Work required:
Rewrite the records starting with the line that contains "point like [121,206]." and going on through the end of the records, replacing "silhouetted" with "shadowed" and changing nothing else. Leave the pictures out of your answer.

Exercise material:
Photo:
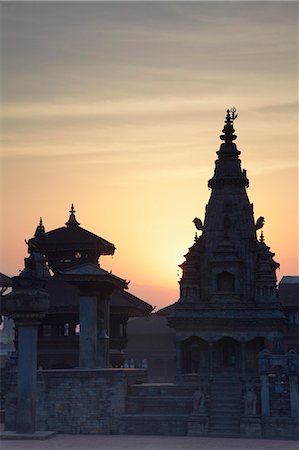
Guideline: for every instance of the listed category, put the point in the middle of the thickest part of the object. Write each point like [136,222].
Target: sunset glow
[117,107]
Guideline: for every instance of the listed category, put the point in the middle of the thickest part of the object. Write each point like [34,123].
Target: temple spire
[40,229]
[228,129]
[228,165]
[72,219]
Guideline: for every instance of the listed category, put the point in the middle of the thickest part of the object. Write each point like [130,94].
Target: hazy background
[118,107]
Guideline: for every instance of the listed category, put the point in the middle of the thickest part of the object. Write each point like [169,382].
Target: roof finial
[72,220]
[228,129]
[40,229]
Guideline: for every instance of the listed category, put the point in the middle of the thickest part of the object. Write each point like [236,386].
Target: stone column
[179,357]
[243,358]
[103,333]
[88,332]
[211,357]
[294,395]
[265,400]
[26,377]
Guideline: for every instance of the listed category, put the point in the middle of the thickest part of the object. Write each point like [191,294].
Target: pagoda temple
[72,253]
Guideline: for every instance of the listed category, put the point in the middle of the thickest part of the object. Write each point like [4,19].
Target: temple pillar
[179,357]
[294,395]
[88,332]
[26,377]
[243,358]
[103,333]
[265,400]
[211,357]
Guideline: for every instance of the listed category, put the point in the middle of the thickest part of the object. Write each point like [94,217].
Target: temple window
[225,281]
[121,330]
[258,290]
[271,290]
[47,330]
[66,329]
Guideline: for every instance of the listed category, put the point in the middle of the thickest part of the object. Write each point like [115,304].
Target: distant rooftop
[289,280]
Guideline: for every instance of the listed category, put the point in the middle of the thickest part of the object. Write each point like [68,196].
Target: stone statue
[263,360]
[259,223]
[250,401]
[199,399]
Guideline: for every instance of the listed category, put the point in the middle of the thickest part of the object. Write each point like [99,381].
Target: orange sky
[118,108]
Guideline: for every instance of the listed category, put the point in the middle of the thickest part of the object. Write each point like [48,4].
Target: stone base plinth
[250,426]
[280,428]
[197,425]
[38,435]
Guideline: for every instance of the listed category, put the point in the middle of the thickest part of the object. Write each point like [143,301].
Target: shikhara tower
[228,309]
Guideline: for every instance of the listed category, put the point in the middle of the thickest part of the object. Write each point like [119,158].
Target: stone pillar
[243,358]
[26,377]
[265,400]
[179,357]
[294,395]
[211,357]
[103,333]
[88,332]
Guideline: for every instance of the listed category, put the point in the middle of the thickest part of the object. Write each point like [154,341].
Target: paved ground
[97,442]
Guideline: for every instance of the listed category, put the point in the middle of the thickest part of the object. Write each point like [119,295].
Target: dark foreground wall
[77,401]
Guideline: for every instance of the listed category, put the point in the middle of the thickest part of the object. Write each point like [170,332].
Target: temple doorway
[195,355]
[227,355]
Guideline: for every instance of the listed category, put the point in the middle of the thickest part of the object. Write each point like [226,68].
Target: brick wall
[77,401]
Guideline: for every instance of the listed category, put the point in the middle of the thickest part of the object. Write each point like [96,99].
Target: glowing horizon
[118,109]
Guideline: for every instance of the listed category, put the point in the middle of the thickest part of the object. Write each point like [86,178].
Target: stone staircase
[158,409]
[225,406]
[167,408]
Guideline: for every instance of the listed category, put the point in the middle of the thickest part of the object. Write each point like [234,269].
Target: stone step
[155,389]
[155,424]
[159,404]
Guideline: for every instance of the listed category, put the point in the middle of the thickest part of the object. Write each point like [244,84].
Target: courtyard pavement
[100,442]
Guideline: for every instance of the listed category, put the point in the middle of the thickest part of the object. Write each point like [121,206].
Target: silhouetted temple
[234,374]
[73,255]
[228,309]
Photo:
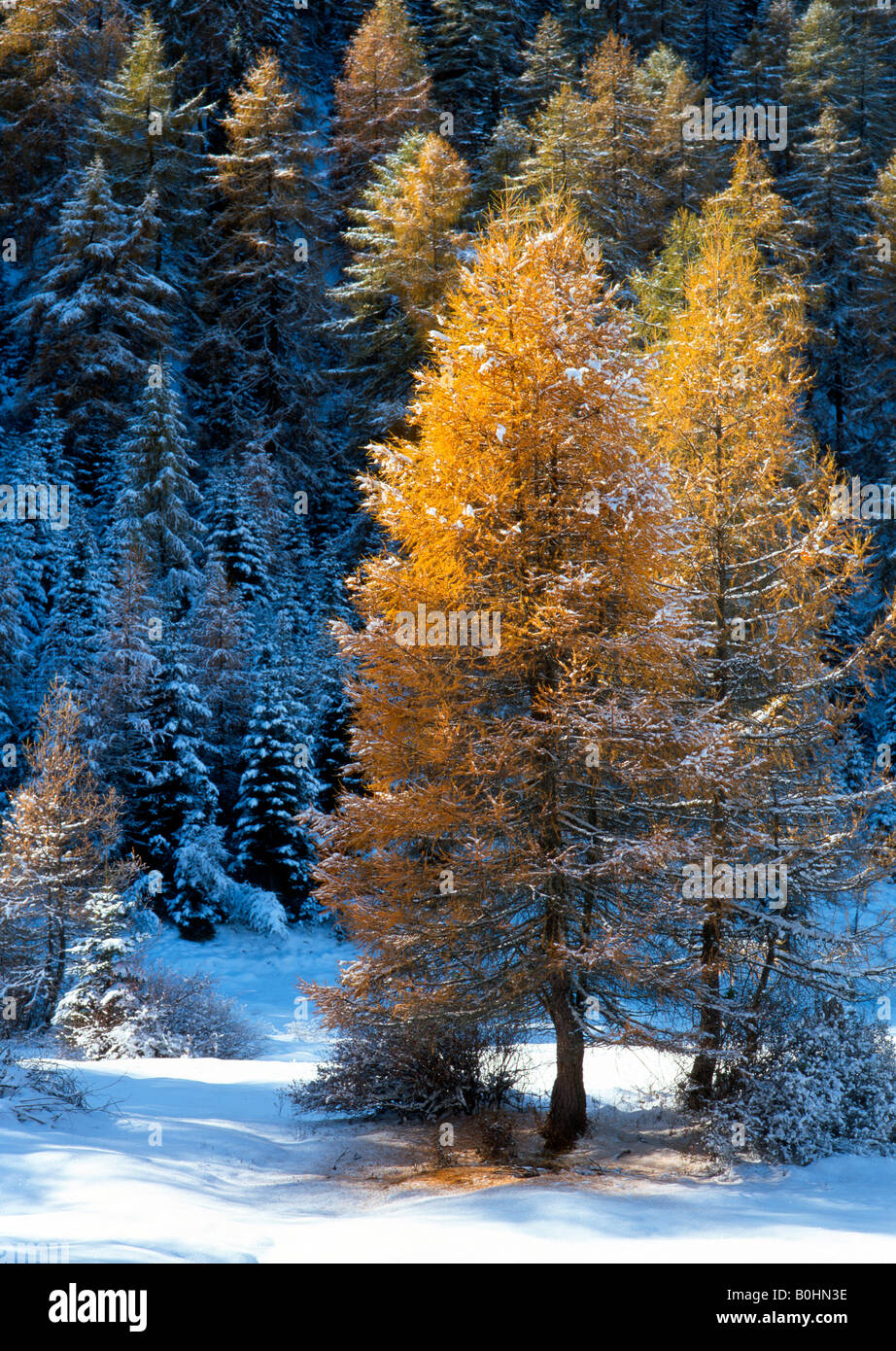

Solution to this task:
Guideline: for every instance of the listed category, put the point in the middle of the thickest part of the object. Write each point like [121,206].
Target: shadowed temple
[234,374]
[73,255]
[228,309]
Photo:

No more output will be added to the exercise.